## AIM OF THE EXERCISE
In the entries that follow, find each line with the word "outline" and copy it.

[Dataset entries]

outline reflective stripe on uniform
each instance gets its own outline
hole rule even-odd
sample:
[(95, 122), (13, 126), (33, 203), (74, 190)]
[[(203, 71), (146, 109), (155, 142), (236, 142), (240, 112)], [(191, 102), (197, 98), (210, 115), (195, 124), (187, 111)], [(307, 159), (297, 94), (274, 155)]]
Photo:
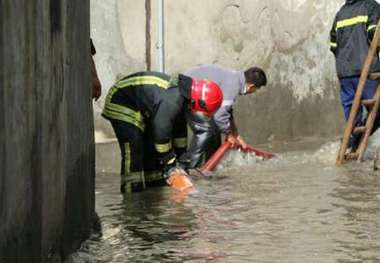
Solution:
[(377, 25), (370, 25), (369, 27), (368, 27), (368, 29), (367, 29), (367, 32), (368, 31), (371, 31), (372, 29), (374, 29), (374, 28), (376, 28), (377, 27)]
[(112, 86), (110, 90), (108, 91), (108, 94), (106, 96), (106, 102), (104, 104), (104, 108), (107, 107), (108, 104), (111, 104), (112, 96), (117, 91), (117, 88), (115, 86)]
[(173, 145), (174, 145), (174, 147), (177, 147), (177, 148), (185, 148), (185, 147), (187, 147), (187, 137), (174, 138)]
[(356, 16), (356, 17), (337, 21), (336, 29), (348, 27), (348, 26), (354, 26), (360, 23), (367, 23), (367, 22), (368, 22), (368, 16)]
[(116, 111), (116, 112), (119, 112), (121, 114), (128, 115), (132, 118), (135, 118), (136, 121), (143, 121), (144, 120), (144, 117), (142, 116), (141, 112), (134, 111), (130, 108), (124, 107), (124, 106), (119, 105), (119, 104), (109, 103), (106, 105), (106, 109), (110, 109), (111, 111)]
[(136, 76), (118, 81), (115, 87), (126, 88), (137, 85), (157, 85), (160, 88), (167, 89), (170, 86), (169, 83), (169, 81), (155, 76)]
[(138, 127), (141, 131), (144, 131), (144, 117), (142, 116), (141, 112), (134, 111), (119, 104), (111, 103), (112, 96), (117, 90), (118, 89), (113, 86), (108, 92), (102, 113), (103, 116), (110, 119), (128, 122)]
[(142, 114), (138, 111), (133, 111), (127, 107), (123, 107), (117, 104), (107, 104), (103, 110), (103, 116), (110, 119), (128, 122), (141, 131), (144, 131), (145, 124)]
[(176, 160), (175, 157), (171, 158), (171, 159), (166, 163), (166, 165), (174, 163), (175, 160)]
[(129, 185), (130, 190), (130, 184), (132, 183), (142, 183), (143, 188), (145, 188), (145, 176), (144, 171), (137, 171), (137, 172), (131, 172), (131, 147), (129, 143), (124, 144), (125, 149), (125, 155), (124, 155), (124, 175), (121, 178), (122, 182), (125, 182), (127, 185)]
[(156, 148), (157, 152), (166, 153), (166, 152), (170, 151), (170, 149), (172, 148), (172, 143), (171, 142), (163, 143), (163, 144), (155, 143), (154, 147)]
[(130, 124), (136, 126), (137, 128), (139, 128), (141, 131), (144, 131), (144, 129), (145, 129), (144, 123), (141, 123), (141, 122), (137, 121), (136, 119), (134, 119), (130, 116), (120, 114), (118, 112), (114, 112), (114, 111), (110, 111), (110, 110), (105, 109), (103, 111), (102, 115), (106, 118), (130, 123)]
[(144, 172), (144, 176), (146, 182), (158, 181), (164, 178), (162, 175), (162, 171), (147, 171)]
[(330, 47), (336, 48), (338, 45), (334, 42), (330, 42)]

## PROBLEM SOLUTION
outline reflective stripe on uniform
each instance gets its own outline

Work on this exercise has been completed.